■ What this task involves ■
Leaving out the pictures, retype all the material exactly.

■ Dataset records ■
★ ★ ★ ★ ★

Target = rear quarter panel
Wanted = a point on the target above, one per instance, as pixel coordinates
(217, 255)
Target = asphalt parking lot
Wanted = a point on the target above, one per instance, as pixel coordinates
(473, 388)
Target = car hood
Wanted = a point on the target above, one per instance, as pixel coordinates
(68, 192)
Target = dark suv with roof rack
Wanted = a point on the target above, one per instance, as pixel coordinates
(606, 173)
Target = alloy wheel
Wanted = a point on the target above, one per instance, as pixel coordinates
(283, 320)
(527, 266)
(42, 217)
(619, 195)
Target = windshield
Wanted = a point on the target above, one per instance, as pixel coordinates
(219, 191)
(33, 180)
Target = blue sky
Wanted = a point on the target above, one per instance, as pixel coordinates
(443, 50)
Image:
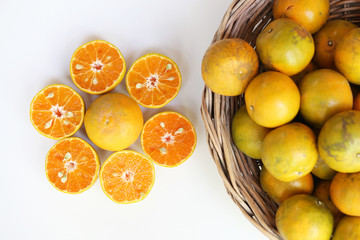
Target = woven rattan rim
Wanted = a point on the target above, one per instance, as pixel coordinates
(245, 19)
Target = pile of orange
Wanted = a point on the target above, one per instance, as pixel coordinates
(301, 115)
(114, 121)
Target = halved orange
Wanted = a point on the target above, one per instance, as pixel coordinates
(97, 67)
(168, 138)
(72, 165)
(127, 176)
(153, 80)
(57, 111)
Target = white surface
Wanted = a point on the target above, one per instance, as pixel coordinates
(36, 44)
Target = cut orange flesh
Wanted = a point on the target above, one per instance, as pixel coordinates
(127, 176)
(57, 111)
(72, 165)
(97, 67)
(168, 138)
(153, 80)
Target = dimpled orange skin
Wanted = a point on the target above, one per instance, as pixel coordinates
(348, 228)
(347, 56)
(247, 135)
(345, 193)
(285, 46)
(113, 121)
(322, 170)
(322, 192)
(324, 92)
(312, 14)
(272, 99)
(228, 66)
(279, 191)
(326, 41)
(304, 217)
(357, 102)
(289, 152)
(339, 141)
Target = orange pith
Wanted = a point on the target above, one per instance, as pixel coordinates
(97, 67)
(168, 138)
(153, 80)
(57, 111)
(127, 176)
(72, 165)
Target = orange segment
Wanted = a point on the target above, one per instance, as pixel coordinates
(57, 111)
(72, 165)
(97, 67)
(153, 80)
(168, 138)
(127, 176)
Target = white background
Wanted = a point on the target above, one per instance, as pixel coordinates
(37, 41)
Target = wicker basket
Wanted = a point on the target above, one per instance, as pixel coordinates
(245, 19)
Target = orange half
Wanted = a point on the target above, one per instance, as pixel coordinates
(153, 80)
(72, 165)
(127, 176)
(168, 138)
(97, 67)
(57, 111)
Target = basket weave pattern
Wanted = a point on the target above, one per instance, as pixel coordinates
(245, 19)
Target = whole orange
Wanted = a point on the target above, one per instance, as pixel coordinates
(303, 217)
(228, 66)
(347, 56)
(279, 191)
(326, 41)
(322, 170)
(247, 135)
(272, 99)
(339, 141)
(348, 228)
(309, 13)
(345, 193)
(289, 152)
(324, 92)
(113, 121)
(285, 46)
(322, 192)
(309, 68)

★ ★ ★ ★ ★

■ Response to the task ■
Target = rear quarter panel
Wanted = a point on the target above, one per instance, as pixel coordinates
(217, 255)
Target = asphalt parking lot
Wanted = a point on the target above, one per instance, as pixel coordinates
(473, 388)
Target = car hood
Wanted = a point on the target above, one per instance, as pixel coordinates
(68, 192)
Target = dark suv with roof rack
Wanted = a point on the target above, one per instance, as pixel coordinates
(606, 173)
Target = alloy wheel
Wanted = a point on the target above, one per instance, as pixel coordinates
(283, 320)
(527, 266)
(42, 217)
(619, 195)
Target = windshield
Wanted = a point on the target above, one per instance, as pixel coordinates
(219, 191)
(33, 180)
Target = blue sky
Wanted = a point on the target above, one per instance, as pixel coordinates
(443, 50)
Image:
Target = woven rattan rim
Wanted = a point on the target above, one per instance, as pixel coordinates
(245, 19)
Target = pile of orange
Wanted = a point on the target above, one per instance, as pixel coordinates
(301, 115)
(114, 121)
Target = halved orange
Wanted = a point on the target above, one per instance, as pixel coordinates
(97, 67)
(168, 138)
(72, 165)
(127, 176)
(153, 80)
(57, 111)
Target = white surface
Wanted = a point on the target above, one per instance, as pixel coordinates
(36, 44)
Target = cut orange flesh
Wanted = a point on the target above, one per instance, as pixel coordinates
(127, 176)
(57, 111)
(72, 165)
(97, 67)
(168, 138)
(153, 80)
Target = dimpled orange skin
Wanted = a point on the target above, one per instance, as pixel coordinates
(348, 228)
(347, 56)
(247, 135)
(345, 193)
(285, 46)
(113, 121)
(322, 170)
(322, 192)
(324, 92)
(312, 14)
(272, 99)
(228, 66)
(279, 191)
(326, 41)
(304, 217)
(357, 102)
(289, 152)
(339, 141)
Target = orange pith
Wanted = a point on the target above, one per instance, as pixel coordinates
(97, 67)
(168, 138)
(153, 80)
(57, 111)
(127, 176)
(72, 165)
Target = orange segment
Wanted = a point on the target above, one per instance, as pixel coordinates
(57, 111)
(72, 165)
(97, 67)
(153, 80)
(168, 138)
(127, 176)
Target = white background
Wanted = a point on the target above, one per instance, as pixel coordinates
(37, 41)
Target = wicker basket
Wanted = a point on the target above, one per instance, as pixel coordinates
(245, 19)
Target = orange half
Wanted = a point on the target above, one per instance, as pixel coordinates
(153, 80)
(72, 165)
(127, 176)
(168, 138)
(97, 67)
(57, 111)
Target = basket weave pattern
Wanted = a point on the target above, one per instance, as pixel coordinates
(245, 19)
Target = whole orange
Wanted = a point on the target above, one per instance, as pixel coordinates
(303, 217)
(228, 66)
(347, 56)
(279, 191)
(326, 41)
(322, 170)
(247, 135)
(272, 99)
(339, 141)
(348, 228)
(309, 13)
(345, 193)
(289, 152)
(324, 92)
(113, 121)
(285, 46)
(322, 192)
(309, 68)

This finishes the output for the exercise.